§ Aim of the task
Reproduce exactly, with no other output, every line of the data below from the line containing "mark: the flower cluster" to the end, inclusive.

== Records for the task

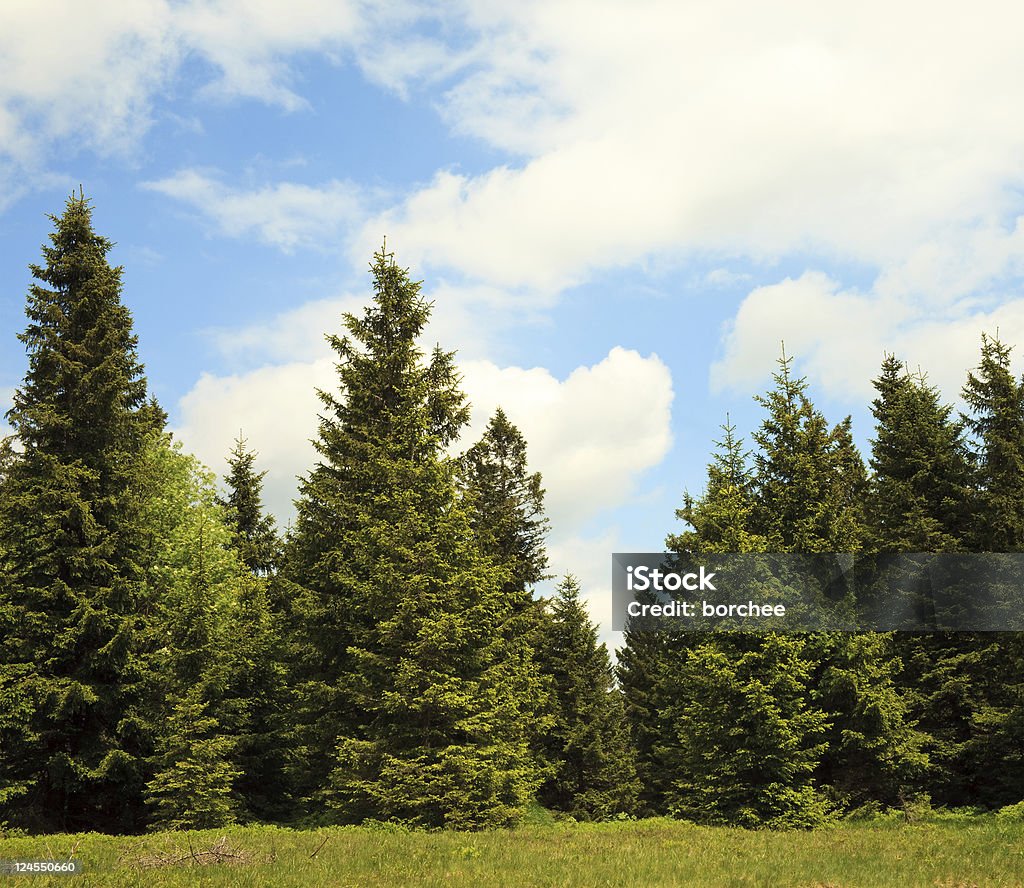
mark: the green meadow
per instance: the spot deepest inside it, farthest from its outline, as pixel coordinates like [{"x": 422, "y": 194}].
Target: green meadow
[{"x": 940, "y": 852}]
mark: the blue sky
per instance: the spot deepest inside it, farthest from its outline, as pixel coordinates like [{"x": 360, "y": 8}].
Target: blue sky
[{"x": 620, "y": 209}]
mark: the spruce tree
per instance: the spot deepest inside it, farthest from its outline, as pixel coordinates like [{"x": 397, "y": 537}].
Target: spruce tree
[
  {"x": 919, "y": 501},
  {"x": 981, "y": 671},
  {"x": 810, "y": 483},
  {"x": 741, "y": 733},
  {"x": 507, "y": 505},
  {"x": 919, "y": 491},
  {"x": 995, "y": 421},
  {"x": 809, "y": 478},
  {"x": 254, "y": 533},
  {"x": 193, "y": 787},
  {"x": 69, "y": 535},
  {"x": 188, "y": 710},
  {"x": 722, "y": 517},
  {"x": 588, "y": 745},
  {"x": 414, "y": 694}
]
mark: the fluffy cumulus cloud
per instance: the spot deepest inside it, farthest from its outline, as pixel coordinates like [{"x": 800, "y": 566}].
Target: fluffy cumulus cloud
[
  {"x": 677, "y": 127},
  {"x": 91, "y": 77},
  {"x": 593, "y": 433}
]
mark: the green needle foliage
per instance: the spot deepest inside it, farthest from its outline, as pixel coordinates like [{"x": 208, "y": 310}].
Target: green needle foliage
[
  {"x": 69, "y": 536},
  {"x": 415, "y": 692},
  {"x": 193, "y": 788},
  {"x": 254, "y": 533},
  {"x": 919, "y": 495},
  {"x": 507, "y": 505},
  {"x": 588, "y": 745}
]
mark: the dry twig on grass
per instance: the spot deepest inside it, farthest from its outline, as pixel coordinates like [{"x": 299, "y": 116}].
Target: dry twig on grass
[{"x": 219, "y": 852}]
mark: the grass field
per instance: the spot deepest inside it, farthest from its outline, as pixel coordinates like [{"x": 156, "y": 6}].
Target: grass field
[{"x": 951, "y": 852}]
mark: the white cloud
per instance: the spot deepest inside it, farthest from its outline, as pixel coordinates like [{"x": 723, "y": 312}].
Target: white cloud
[
  {"x": 592, "y": 434},
  {"x": 664, "y": 127},
  {"x": 89, "y": 77},
  {"x": 286, "y": 215},
  {"x": 840, "y": 336}
]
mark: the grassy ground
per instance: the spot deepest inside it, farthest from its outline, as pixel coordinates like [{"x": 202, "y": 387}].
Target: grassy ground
[{"x": 938, "y": 853}]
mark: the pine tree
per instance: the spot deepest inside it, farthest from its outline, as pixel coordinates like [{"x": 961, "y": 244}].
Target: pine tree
[
  {"x": 740, "y": 734},
  {"x": 507, "y": 505},
  {"x": 810, "y": 482},
  {"x": 995, "y": 402},
  {"x": 809, "y": 478},
  {"x": 919, "y": 490},
  {"x": 254, "y": 532},
  {"x": 187, "y": 710},
  {"x": 918, "y": 502},
  {"x": 977, "y": 675},
  {"x": 193, "y": 787},
  {"x": 414, "y": 694},
  {"x": 68, "y": 531},
  {"x": 748, "y": 735},
  {"x": 594, "y": 774},
  {"x": 722, "y": 517}
]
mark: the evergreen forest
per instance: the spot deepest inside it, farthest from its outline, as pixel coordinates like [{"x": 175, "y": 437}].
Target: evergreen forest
[{"x": 170, "y": 660}]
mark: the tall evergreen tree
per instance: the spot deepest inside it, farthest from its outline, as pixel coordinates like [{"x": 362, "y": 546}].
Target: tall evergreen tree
[
  {"x": 507, "y": 504},
  {"x": 919, "y": 491},
  {"x": 722, "y": 517},
  {"x": 742, "y": 735},
  {"x": 594, "y": 772},
  {"x": 187, "y": 710},
  {"x": 719, "y": 521},
  {"x": 995, "y": 420},
  {"x": 810, "y": 482},
  {"x": 981, "y": 671},
  {"x": 919, "y": 501},
  {"x": 414, "y": 693},
  {"x": 69, "y": 533},
  {"x": 809, "y": 478},
  {"x": 254, "y": 533}
]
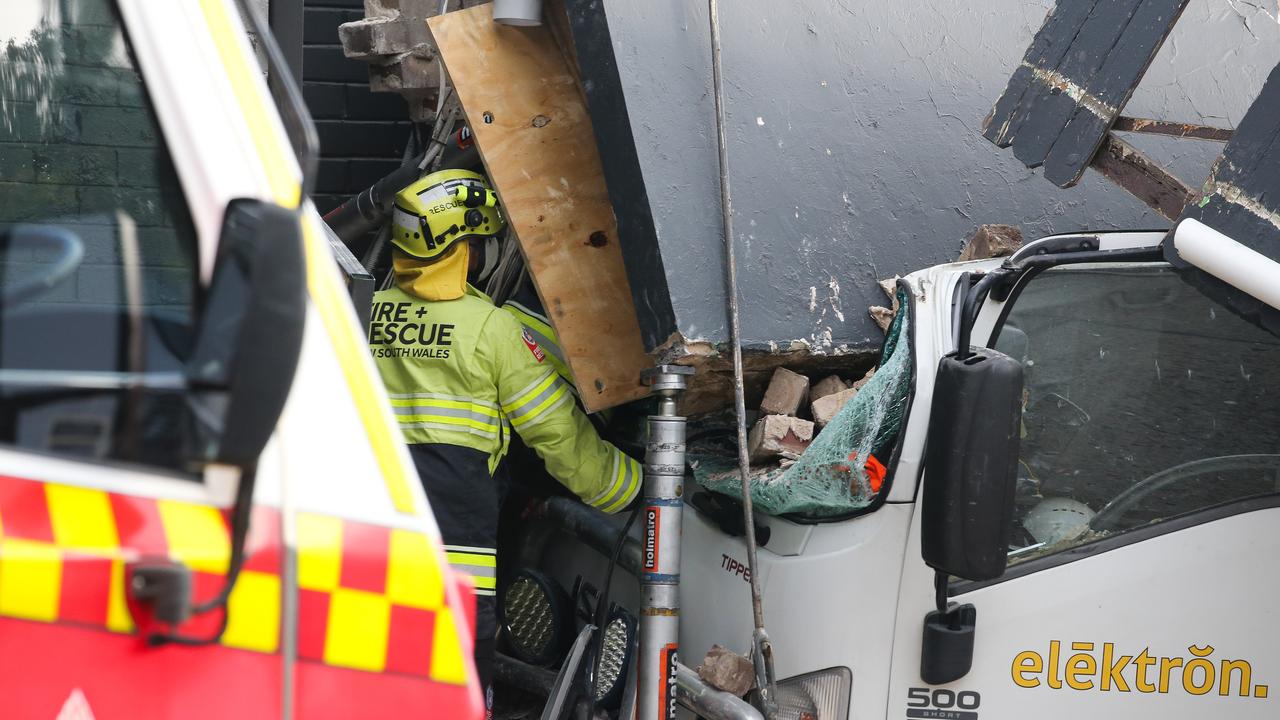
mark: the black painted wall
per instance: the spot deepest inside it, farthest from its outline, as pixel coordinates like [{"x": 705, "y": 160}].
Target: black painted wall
[{"x": 362, "y": 133}]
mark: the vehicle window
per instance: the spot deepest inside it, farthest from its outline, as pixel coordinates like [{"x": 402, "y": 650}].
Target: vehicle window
[
  {"x": 846, "y": 466},
  {"x": 1144, "y": 400},
  {"x": 97, "y": 274}
]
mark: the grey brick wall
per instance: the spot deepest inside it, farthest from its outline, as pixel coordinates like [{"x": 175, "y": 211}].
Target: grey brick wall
[
  {"x": 362, "y": 133},
  {"x": 78, "y": 142}
]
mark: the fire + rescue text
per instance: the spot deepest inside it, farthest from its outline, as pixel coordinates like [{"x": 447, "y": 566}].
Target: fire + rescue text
[{"x": 391, "y": 323}]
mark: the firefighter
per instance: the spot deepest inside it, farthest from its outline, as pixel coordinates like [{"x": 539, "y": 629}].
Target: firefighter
[{"x": 462, "y": 374}]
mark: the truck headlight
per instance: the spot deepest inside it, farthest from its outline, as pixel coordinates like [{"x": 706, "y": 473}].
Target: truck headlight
[
  {"x": 816, "y": 696},
  {"x": 538, "y": 618},
  {"x": 615, "y": 659}
]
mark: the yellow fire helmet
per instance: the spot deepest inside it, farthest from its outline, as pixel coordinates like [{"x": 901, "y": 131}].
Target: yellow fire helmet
[{"x": 443, "y": 208}]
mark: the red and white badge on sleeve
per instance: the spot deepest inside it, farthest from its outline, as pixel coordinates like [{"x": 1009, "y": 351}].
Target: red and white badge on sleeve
[{"x": 533, "y": 345}]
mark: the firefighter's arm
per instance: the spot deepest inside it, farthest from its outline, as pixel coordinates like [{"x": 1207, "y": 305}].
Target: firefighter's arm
[{"x": 539, "y": 405}]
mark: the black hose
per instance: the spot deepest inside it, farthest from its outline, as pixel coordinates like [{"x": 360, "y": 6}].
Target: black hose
[{"x": 365, "y": 212}]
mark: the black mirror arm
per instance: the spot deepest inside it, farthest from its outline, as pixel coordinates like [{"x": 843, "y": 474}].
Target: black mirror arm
[
  {"x": 969, "y": 310},
  {"x": 238, "y": 533}
]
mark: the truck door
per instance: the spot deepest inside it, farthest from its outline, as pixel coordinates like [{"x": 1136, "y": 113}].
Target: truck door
[{"x": 1147, "y": 509}]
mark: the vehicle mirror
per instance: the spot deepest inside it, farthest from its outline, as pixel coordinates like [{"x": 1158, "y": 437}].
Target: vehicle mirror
[
  {"x": 250, "y": 333},
  {"x": 970, "y": 466}
]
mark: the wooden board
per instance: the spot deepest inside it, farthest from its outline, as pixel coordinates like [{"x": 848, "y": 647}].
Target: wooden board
[{"x": 535, "y": 137}]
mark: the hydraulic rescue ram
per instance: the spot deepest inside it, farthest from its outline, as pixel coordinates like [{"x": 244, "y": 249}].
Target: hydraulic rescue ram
[{"x": 659, "y": 552}]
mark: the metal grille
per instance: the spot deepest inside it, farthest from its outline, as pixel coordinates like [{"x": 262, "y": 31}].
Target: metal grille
[
  {"x": 529, "y": 616},
  {"x": 613, "y": 655}
]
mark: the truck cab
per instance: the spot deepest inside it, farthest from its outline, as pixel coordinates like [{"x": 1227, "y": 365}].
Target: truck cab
[
  {"x": 1096, "y": 563},
  {"x": 205, "y": 505},
  {"x": 1147, "y": 478}
]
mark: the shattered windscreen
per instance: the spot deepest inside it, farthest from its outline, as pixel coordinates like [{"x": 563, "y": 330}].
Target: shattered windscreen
[
  {"x": 1144, "y": 400},
  {"x": 845, "y": 466}
]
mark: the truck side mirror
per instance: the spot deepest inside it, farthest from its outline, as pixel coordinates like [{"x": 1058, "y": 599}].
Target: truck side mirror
[
  {"x": 250, "y": 333},
  {"x": 970, "y": 466}
]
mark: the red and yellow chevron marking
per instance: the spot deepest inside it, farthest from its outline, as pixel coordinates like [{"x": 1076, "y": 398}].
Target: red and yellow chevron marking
[{"x": 370, "y": 597}]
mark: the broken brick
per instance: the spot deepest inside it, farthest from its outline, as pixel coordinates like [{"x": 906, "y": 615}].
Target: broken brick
[
  {"x": 824, "y": 409},
  {"x": 727, "y": 670},
  {"x": 992, "y": 241},
  {"x": 786, "y": 392},
  {"x": 831, "y": 384},
  {"x": 883, "y": 317},
  {"x": 775, "y": 434}
]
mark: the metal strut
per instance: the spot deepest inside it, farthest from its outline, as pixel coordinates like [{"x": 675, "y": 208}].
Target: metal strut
[
  {"x": 659, "y": 552},
  {"x": 763, "y": 655}
]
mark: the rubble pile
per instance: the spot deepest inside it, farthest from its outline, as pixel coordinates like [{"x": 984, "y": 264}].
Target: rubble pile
[{"x": 795, "y": 409}]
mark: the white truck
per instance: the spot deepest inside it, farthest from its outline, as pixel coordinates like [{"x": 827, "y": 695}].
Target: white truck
[{"x": 1110, "y": 438}]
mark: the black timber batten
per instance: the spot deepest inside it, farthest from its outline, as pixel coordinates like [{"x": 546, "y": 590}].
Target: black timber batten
[
  {"x": 1242, "y": 200},
  {"x": 1077, "y": 74}
]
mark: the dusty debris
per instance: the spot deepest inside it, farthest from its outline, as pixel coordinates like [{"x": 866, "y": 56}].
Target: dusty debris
[
  {"x": 786, "y": 392},
  {"x": 890, "y": 287},
  {"x": 824, "y": 409},
  {"x": 883, "y": 317},
  {"x": 831, "y": 384},
  {"x": 727, "y": 670},
  {"x": 992, "y": 241},
  {"x": 775, "y": 434}
]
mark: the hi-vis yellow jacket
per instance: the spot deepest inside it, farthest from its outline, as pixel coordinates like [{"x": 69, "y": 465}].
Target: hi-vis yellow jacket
[{"x": 464, "y": 372}]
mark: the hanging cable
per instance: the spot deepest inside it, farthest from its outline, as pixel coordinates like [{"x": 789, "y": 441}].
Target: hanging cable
[{"x": 763, "y": 655}]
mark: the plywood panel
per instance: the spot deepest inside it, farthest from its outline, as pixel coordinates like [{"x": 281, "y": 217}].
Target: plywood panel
[{"x": 535, "y": 137}]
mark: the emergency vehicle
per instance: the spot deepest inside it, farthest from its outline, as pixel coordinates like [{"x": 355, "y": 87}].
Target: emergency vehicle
[{"x": 206, "y": 509}]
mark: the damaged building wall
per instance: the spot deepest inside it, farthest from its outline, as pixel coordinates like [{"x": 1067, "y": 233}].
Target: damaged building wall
[{"x": 855, "y": 147}]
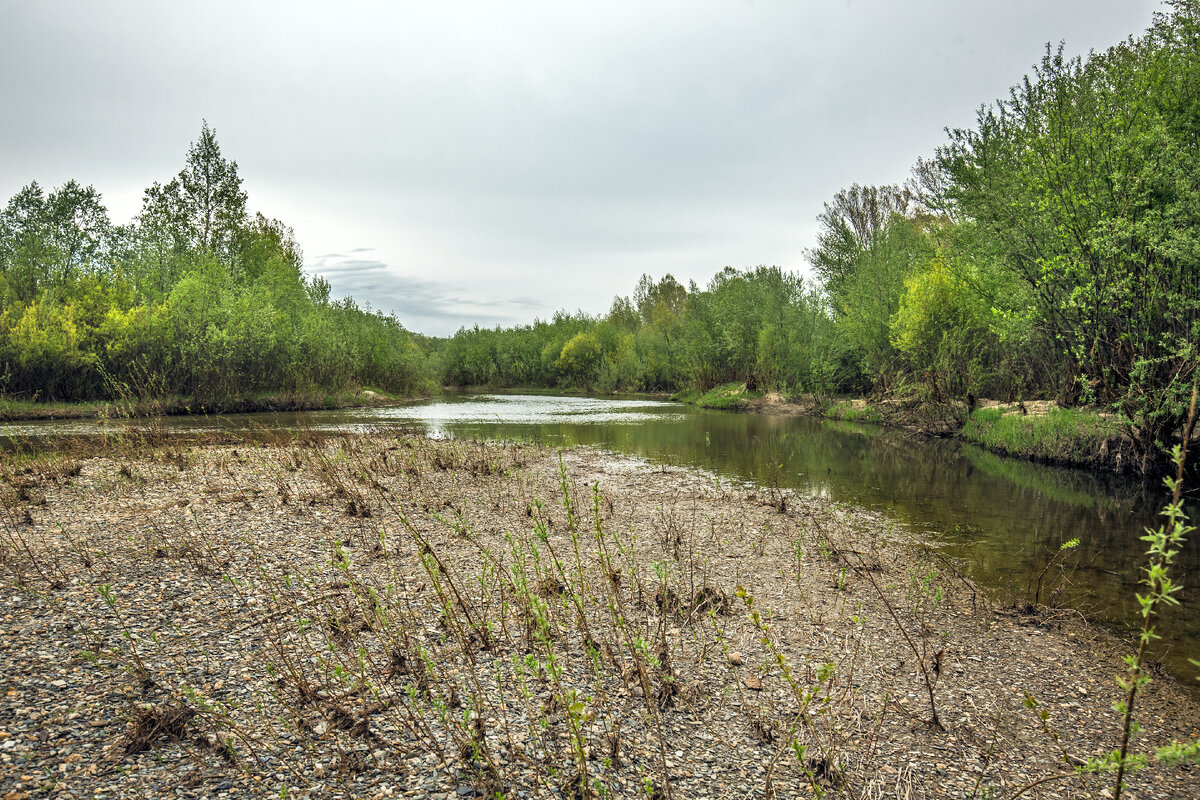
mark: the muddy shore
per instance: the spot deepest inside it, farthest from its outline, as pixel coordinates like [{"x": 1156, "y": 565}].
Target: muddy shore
[{"x": 385, "y": 615}]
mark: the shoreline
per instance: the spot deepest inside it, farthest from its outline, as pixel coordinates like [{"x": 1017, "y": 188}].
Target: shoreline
[
  {"x": 1037, "y": 431},
  {"x": 366, "y": 614},
  {"x": 37, "y": 411}
]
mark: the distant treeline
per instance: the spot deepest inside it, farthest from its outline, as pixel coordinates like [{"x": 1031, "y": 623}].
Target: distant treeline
[
  {"x": 1050, "y": 251},
  {"x": 195, "y": 299}
]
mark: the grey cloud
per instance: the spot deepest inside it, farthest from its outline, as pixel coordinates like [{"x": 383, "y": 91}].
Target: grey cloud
[{"x": 491, "y": 162}]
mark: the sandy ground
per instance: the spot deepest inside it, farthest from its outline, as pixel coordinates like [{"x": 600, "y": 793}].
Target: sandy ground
[{"x": 396, "y": 617}]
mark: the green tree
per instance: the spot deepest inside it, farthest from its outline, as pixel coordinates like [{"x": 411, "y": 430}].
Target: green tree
[{"x": 1087, "y": 178}]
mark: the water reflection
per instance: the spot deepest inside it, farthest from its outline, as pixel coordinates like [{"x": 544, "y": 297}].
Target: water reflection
[{"x": 1000, "y": 518}]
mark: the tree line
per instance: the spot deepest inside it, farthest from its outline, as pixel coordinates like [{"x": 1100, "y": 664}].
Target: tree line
[
  {"x": 1051, "y": 250},
  {"x": 196, "y": 299}
]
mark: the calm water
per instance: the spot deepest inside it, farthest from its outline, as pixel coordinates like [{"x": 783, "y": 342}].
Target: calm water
[{"x": 999, "y": 518}]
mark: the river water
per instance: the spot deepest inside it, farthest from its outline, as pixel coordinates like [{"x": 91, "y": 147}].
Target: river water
[{"x": 1000, "y": 519}]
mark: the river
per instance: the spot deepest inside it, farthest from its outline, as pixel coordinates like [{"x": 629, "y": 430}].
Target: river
[{"x": 1000, "y": 519}]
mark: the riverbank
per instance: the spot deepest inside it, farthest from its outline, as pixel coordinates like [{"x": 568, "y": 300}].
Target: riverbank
[
  {"x": 1037, "y": 431},
  {"x": 12, "y": 410},
  {"x": 395, "y": 617}
]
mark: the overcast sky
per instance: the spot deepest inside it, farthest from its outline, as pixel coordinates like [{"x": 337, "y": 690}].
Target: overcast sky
[{"x": 487, "y": 163}]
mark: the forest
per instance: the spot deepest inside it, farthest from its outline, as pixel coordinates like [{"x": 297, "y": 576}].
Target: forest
[
  {"x": 1050, "y": 251},
  {"x": 195, "y": 299}
]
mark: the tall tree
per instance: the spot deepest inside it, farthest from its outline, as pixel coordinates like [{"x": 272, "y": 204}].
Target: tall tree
[{"x": 203, "y": 208}]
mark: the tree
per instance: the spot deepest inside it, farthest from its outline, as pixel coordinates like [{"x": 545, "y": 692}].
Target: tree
[
  {"x": 203, "y": 208},
  {"x": 580, "y": 356},
  {"x": 47, "y": 240},
  {"x": 850, "y": 226},
  {"x": 1087, "y": 178}
]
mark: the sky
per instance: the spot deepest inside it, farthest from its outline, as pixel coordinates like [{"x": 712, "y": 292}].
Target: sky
[{"x": 489, "y": 163}]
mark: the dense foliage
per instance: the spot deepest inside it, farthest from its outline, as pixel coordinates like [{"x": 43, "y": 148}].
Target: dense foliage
[
  {"x": 195, "y": 299},
  {"x": 1051, "y": 251}
]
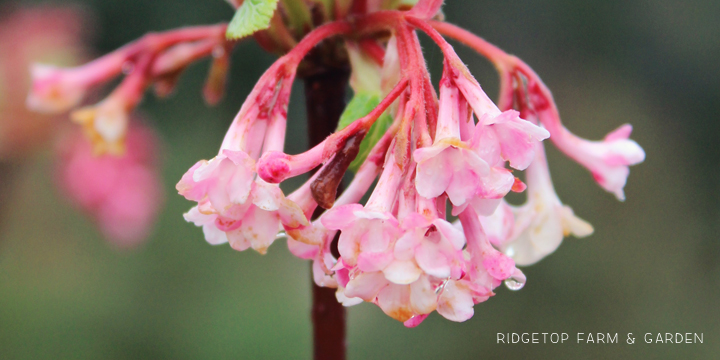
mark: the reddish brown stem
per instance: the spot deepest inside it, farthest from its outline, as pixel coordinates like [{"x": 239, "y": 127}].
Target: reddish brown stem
[{"x": 325, "y": 101}]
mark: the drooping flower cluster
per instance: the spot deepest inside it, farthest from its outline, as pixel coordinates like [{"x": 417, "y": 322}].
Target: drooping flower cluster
[
  {"x": 435, "y": 156},
  {"x": 400, "y": 250}
]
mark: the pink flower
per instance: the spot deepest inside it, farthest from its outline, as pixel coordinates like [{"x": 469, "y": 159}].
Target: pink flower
[
  {"x": 449, "y": 165},
  {"x": 608, "y": 160},
  {"x": 234, "y": 205},
  {"x": 534, "y": 230},
  {"x": 472, "y": 172},
  {"x": 28, "y": 35},
  {"x": 122, "y": 194}
]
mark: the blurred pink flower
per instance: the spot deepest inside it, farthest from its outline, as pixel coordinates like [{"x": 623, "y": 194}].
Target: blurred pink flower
[
  {"x": 46, "y": 33},
  {"x": 122, "y": 194}
]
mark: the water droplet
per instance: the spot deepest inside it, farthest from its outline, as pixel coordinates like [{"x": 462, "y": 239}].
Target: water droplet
[
  {"x": 128, "y": 67},
  {"x": 218, "y": 52},
  {"x": 510, "y": 251},
  {"x": 514, "y": 284}
]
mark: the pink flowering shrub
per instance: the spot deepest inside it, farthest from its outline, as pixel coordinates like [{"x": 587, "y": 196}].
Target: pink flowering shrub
[{"x": 437, "y": 155}]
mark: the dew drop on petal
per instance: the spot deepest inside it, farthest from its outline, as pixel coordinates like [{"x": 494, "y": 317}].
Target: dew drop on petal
[
  {"x": 514, "y": 284},
  {"x": 218, "y": 52},
  {"x": 128, "y": 67},
  {"x": 510, "y": 251}
]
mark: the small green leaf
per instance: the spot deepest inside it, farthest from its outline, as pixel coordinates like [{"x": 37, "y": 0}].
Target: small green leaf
[
  {"x": 298, "y": 15},
  {"x": 251, "y": 16},
  {"x": 360, "y": 105}
]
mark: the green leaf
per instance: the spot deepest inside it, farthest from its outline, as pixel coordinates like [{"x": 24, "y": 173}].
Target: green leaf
[
  {"x": 251, "y": 16},
  {"x": 298, "y": 15},
  {"x": 360, "y": 105}
]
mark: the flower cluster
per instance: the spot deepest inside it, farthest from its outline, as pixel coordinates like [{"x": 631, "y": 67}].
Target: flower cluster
[
  {"x": 435, "y": 233},
  {"x": 446, "y": 154}
]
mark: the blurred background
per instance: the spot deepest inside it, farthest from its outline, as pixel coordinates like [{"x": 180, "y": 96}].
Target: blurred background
[{"x": 651, "y": 266}]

====

§ Response to this exercise
mark: the flower cluster
per instance: the spot deepest inside it, farthest from its outline, as pixel coordinates like [{"x": 631, "y": 67}].
Target: flower cluster
[
  {"x": 435, "y": 233},
  {"x": 446, "y": 154}
]
mark: the blurred background
per instance: the spot deepest inside it, farthest from its outline, as pixel coordinates like [{"x": 180, "y": 96}].
Target: blurred background
[{"x": 651, "y": 266}]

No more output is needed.